Text passage -

========================

Natural Mosquito Repellents
Chris - Tell us about your research. How did you actually get into this and what have you found?
John - Well there are a lot of stories about people being differently attractive to mosquitoes and other nuisance flies. The perceived wisdom is that the people who aren't attacked lack some attractant material. In fact what we've found is quite the opposite. People who aren't attacked produce some extra chemistry and put off the mosquitoes and other flies. The way we found this was to look first of all at the emanations that come out of people's skin. We chose a number of volunteers and looked at the way the mosquitoes would fly towards their arms in a device called a wind tunnel.
Chris - Presumably you had to pay people quite a lot to take part in this research!
John - No, they volunteered, and we didn't actually allow them to be attacked by the insects. We stopped them before they reached the arms so we could count them as they approached. What we did then was to take the volatile chemicals coming out of the skin of the volunteers. We did this by putting the volunteers into a kind of bag, which we kept a positive pressure into, so we could draw air out of it and take out the chemicals that the volunteers were putting into the air. By that means we could show that the same people that were not attacked by the mosquitoes also produced a range of chemicals that had the same effect.
Chris - How did you actually identify what the chemicals were?
John - Well that's even more clever. We use a lot of chemical analysis in this kind of work, but we can also use the insect itself. We can put small microelectrodes into the antennae of the mosquito and find out which chemicals in the complicated mixture given off by the skin were actually repelling the mosquitoes.
Chris - So essentially you attach a wire onto a nerve fibre coming from the antennae and record from that when you present different chemicals to the mosquito and see what the response is electrically.
John - Yes. We can either record from individual neurons or we can record from the whole antenna. In fact, we used a preparation that used the whole antenna in this work.
Chris - And if a mosquito is particularly put off by a smell, does you still get a positive response from the antennae or does it switch off?
John - The antennae is just a recording device. It's the central nervous system in the animal that decides whether an animal is going to approach the source of the material, or whether it goes away. What we've done is looked at the chemicals that are produced by those people who are attractive, and then we've tried to find the extra ones that the mosquitoes respond to from people who are not attractive. These have then been tried out in this wind tunnel device to see if they will put mosquitoes off from going to the attractive people's hands. That works.
Chris - So you can confer unattractiveness on individuals by decorating them with this smell.
John - Yes, and in the field. With help from our colleagues at the University of Aberdeen where they have the Scottish biting midge, we've shown that you can reduce almost to nothing the normal attacks that you get from the Scottish biting midge.
Chris - Why do some people have these chemicals, but not others? You would have thought that it would be a huge advantage if you think of places like Africa where they have malaria. If you have gene that means that you have components in your sweat that put mosquitoes off, it would be so advantageous that everyone should have it.

========================

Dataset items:
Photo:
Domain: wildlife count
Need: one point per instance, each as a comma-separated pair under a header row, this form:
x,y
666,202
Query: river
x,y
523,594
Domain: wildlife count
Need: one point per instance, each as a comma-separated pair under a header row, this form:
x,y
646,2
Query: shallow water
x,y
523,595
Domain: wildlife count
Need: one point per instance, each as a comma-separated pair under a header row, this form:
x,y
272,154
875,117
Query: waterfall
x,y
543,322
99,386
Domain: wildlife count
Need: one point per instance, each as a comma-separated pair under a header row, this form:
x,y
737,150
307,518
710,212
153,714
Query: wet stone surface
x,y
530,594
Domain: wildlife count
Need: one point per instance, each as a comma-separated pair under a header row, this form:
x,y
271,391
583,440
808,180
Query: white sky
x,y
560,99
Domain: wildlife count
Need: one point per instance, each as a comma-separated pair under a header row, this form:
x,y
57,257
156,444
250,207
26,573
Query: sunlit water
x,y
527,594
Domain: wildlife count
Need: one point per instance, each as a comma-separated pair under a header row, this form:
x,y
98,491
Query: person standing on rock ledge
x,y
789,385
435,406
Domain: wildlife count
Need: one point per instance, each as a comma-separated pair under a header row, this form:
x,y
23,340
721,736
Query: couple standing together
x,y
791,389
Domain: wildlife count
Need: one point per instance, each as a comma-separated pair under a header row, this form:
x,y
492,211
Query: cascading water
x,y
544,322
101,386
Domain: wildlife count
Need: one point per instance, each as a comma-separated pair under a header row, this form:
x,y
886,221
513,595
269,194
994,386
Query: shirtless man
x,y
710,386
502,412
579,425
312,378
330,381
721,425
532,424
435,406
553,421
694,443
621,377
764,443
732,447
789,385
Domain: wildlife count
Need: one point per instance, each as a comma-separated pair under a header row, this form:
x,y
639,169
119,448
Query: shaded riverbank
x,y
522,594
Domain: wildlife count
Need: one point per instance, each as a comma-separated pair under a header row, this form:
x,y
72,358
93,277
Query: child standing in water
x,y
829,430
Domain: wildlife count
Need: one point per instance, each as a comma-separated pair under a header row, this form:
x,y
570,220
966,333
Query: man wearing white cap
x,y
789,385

========================

Description of the task - In the interview on natural mosquito repellents, copy out everything from "Chris - Why" down to "should have it.".

Task result -
Chris - Why do some people have these chemicals, but not others? You would have thought that it would be a huge advantage if you think of places like Africa where they have malaria. If you have gene that means that you have components in your sweat that put mosquitoes off, it would be so advantageous that everyone should have it.